What you need to do:
Please arrange the rows as a JSON list of strings, one string per line, covering only the lines from the very first line of the rows through the line containing "[[[194,345],[196,393],[250,392],[239,36],[193,36]]]", with both of those lines included. Omit blank lines.

(Spatial annotation records)

§ §

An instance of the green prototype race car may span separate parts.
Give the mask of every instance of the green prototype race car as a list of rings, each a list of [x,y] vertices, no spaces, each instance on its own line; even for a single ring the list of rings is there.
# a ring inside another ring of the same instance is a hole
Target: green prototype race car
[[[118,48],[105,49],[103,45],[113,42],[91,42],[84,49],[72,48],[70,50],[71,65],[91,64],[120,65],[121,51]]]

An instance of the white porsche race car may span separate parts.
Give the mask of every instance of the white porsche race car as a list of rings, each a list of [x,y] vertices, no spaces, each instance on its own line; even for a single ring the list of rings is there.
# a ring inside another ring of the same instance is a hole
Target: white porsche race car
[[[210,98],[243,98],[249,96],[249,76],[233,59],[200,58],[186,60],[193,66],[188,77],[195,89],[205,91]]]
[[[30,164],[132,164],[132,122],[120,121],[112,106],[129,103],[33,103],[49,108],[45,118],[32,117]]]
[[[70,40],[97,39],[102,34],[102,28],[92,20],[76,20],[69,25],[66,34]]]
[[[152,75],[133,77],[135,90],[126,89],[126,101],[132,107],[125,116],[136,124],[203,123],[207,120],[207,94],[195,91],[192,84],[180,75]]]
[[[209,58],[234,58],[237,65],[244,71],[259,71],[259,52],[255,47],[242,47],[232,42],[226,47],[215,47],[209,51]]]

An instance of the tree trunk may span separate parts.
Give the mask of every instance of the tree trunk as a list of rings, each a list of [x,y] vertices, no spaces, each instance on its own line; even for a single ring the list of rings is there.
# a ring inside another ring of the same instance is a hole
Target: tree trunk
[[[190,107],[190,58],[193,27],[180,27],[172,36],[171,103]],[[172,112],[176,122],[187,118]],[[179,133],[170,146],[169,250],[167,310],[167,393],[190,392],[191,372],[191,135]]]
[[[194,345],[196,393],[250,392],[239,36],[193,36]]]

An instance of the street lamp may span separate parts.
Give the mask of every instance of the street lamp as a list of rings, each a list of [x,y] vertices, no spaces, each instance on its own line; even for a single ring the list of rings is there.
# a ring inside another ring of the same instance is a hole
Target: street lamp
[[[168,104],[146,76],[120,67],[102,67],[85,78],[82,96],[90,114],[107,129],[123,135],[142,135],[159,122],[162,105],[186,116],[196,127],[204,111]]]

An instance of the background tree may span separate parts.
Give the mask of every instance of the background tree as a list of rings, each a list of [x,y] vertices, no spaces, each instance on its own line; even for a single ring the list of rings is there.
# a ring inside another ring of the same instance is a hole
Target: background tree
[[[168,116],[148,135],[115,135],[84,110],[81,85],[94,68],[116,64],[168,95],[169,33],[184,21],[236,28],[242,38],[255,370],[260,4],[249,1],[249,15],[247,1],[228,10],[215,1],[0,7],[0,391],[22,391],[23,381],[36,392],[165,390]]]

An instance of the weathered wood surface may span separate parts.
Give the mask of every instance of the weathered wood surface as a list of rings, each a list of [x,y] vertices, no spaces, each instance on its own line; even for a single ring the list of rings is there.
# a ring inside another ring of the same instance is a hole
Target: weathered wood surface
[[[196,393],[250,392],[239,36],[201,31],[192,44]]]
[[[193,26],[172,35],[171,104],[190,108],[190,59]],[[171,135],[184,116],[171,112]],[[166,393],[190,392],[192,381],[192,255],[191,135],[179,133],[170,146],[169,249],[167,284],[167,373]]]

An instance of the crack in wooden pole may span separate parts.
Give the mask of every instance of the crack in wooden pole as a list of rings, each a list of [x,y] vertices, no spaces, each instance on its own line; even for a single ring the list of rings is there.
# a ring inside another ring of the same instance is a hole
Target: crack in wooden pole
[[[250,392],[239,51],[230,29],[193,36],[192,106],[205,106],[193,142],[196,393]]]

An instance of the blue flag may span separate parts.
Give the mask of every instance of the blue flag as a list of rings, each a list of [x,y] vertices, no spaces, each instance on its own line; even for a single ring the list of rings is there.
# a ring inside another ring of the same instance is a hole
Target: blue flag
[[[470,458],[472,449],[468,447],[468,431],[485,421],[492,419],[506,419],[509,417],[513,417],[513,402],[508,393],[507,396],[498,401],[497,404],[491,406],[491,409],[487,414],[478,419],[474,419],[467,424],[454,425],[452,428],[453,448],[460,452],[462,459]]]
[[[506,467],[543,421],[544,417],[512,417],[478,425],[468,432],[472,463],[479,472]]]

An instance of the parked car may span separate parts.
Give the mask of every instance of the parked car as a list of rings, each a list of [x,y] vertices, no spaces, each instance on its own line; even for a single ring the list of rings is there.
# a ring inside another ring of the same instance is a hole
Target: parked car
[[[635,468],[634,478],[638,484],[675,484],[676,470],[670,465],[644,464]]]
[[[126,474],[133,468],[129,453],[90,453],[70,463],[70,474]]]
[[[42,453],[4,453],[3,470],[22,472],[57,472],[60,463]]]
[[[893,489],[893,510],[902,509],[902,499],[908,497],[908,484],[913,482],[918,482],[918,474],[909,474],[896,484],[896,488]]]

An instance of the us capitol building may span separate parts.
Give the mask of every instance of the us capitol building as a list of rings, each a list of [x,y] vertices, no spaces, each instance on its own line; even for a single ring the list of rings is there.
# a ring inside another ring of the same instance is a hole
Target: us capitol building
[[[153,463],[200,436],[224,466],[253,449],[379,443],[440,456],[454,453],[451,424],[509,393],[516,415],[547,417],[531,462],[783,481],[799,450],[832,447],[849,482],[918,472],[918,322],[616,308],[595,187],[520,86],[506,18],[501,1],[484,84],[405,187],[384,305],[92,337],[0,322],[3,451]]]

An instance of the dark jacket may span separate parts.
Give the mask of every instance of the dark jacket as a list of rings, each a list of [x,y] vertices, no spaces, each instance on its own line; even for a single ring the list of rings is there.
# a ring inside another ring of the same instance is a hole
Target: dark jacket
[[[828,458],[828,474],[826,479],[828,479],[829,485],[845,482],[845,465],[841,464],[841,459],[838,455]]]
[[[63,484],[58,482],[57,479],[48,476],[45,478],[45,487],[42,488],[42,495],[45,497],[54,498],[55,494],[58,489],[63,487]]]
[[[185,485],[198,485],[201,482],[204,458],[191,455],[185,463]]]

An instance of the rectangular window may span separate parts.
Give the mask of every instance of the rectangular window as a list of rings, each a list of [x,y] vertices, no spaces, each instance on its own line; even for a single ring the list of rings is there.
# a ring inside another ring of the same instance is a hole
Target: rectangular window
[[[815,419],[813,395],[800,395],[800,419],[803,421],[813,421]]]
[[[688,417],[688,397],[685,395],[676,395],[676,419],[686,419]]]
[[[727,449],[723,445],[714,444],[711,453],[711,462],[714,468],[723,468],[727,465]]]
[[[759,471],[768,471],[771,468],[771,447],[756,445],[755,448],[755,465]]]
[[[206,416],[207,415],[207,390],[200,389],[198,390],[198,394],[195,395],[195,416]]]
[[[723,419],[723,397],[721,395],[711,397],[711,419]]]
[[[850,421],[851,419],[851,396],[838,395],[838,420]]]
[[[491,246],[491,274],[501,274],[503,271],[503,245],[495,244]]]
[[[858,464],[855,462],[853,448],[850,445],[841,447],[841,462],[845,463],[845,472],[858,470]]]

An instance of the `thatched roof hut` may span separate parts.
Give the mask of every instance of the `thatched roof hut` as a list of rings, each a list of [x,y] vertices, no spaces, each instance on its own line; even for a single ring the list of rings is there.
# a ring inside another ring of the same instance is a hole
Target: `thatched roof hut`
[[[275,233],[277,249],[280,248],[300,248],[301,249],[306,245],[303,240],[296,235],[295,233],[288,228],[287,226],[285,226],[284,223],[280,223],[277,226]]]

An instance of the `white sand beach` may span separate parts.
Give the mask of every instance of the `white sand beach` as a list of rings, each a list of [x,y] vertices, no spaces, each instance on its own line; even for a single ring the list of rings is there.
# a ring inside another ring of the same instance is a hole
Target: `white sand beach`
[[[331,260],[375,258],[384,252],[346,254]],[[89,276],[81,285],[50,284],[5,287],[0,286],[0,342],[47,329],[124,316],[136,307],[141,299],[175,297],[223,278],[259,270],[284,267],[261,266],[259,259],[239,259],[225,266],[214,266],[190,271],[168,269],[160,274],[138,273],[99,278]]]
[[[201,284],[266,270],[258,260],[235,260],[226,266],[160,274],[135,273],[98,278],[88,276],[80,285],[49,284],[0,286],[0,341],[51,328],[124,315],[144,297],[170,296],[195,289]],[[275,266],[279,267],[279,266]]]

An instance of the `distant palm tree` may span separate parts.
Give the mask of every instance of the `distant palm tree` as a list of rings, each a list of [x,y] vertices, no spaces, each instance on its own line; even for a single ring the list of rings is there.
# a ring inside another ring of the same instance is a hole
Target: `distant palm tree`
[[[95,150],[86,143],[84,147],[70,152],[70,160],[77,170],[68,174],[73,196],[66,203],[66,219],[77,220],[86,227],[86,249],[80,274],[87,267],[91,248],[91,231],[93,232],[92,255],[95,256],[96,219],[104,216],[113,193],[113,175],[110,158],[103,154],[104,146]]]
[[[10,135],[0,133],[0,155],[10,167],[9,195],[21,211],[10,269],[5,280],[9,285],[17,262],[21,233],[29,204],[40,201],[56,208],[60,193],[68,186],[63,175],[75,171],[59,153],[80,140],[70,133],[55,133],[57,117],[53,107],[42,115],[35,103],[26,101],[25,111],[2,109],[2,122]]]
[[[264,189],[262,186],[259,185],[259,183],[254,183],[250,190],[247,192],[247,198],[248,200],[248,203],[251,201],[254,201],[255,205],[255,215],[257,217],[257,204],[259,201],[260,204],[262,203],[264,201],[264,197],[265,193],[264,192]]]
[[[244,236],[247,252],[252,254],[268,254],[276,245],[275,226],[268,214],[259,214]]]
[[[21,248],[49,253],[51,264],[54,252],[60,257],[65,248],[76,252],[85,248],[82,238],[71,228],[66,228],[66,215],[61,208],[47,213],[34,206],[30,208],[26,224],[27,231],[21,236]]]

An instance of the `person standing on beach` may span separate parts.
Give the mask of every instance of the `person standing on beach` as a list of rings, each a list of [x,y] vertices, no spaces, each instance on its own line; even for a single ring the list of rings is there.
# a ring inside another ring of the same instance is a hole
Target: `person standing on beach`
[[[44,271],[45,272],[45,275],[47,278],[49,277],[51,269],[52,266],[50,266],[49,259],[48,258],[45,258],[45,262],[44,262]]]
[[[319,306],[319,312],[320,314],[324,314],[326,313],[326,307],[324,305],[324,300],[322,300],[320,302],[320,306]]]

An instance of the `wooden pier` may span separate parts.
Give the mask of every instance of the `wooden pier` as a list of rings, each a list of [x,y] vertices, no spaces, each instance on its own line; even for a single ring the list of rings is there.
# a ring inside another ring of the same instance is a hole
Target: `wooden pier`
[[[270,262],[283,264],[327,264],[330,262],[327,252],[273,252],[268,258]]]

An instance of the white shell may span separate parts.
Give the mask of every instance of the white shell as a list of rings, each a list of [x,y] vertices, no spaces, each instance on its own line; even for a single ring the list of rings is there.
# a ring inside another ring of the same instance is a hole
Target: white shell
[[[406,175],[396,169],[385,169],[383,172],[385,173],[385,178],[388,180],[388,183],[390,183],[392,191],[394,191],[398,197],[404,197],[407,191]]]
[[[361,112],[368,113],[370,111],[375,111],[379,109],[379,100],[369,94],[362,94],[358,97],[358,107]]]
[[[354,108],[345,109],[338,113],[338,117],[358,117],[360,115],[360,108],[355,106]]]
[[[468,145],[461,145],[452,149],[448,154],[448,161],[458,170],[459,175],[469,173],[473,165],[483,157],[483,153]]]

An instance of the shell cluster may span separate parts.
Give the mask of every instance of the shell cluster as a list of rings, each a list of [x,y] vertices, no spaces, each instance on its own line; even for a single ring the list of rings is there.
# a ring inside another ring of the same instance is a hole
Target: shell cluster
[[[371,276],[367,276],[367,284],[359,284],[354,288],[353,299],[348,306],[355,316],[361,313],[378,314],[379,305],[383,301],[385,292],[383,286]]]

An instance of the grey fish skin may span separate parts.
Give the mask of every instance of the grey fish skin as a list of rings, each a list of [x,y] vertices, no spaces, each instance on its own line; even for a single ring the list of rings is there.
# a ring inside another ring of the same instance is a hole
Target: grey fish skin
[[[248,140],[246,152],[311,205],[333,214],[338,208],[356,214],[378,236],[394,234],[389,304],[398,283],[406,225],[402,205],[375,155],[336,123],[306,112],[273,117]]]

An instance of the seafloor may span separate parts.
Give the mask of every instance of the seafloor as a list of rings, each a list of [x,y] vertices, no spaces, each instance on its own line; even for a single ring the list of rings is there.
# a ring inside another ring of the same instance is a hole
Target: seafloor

§ §

Task answer:
[
  "An instance of the green prototype race car may span separate parts.",
  "Give the mask of every instance of the green prototype race car as a list of rings, each a list of [x,y] vertices, no spaces, each instance on its own line; even for a single ring the list of rings is there.",
  "# a ring inside another ring of the same instance is a hole",
  "Target: green prototype race car",
  "[[[118,48],[105,49],[103,45],[113,42],[91,42],[84,49],[72,48],[70,50],[71,65],[91,64],[120,65],[121,51]]]",
  "An instance of the white porsche race car may span separate parts.",
  "Give the mask of every instance of the white porsche race car as a list of rings, each a list of [x,y] vertices, no spaces, each instance on its own line; even for a single ring the list of rings is there.",
  "# a ring inside another ring of the same instance is a hole",
  "Target: white porsche race car",
  "[[[210,98],[243,98],[249,96],[249,76],[233,59],[200,58],[186,60],[193,66],[188,77],[195,89],[205,91]]]",
  "[[[30,164],[132,164],[132,122],[120,121],[112,106],[129,103],[33,103],[49,108],[45,118],[32,117]]]",
  "[[[70,40],[97,39],[102,34],[102,28],[92,20],[76,20],[69,25],[66,34]]]",
  "[[[152,75],[133,77],[135,90],[126,89],[126,101],[132,107],[125,116],[136,124],[203,123],[207,120],[207,94],[195,91],[192,84],[180,75]]]",
  "[[[209,58],[234,58],[237,65],[244,71],[259,71],[259,52],[255,47],[242,47],[232,42],[226,47],[215,47],[209,51]]]",
  "An instance of the tree trunk may span separate parts.",
  "Give the mask of every instance of the tree trunk as a list of rings, each a list of [x,y] vertices, no spaces, each instance on its own line; even for a single ring the list of rings is there.",
  "# a ring inside another ring of the same instance is a hole",
  "Target: tree trunk",
  "[[[190,107],[190,58],[193,27],[180,27],[172,36],[171,103]],[[172,112],[176,122],[187,118]],[[179,133],[170,146],[169,250],[167,310],[167,393],[190,392],[191,372],[191,135]]]",
  "[[[194,345],[196,393],[250,392],[239,36],[193,36]]]"
]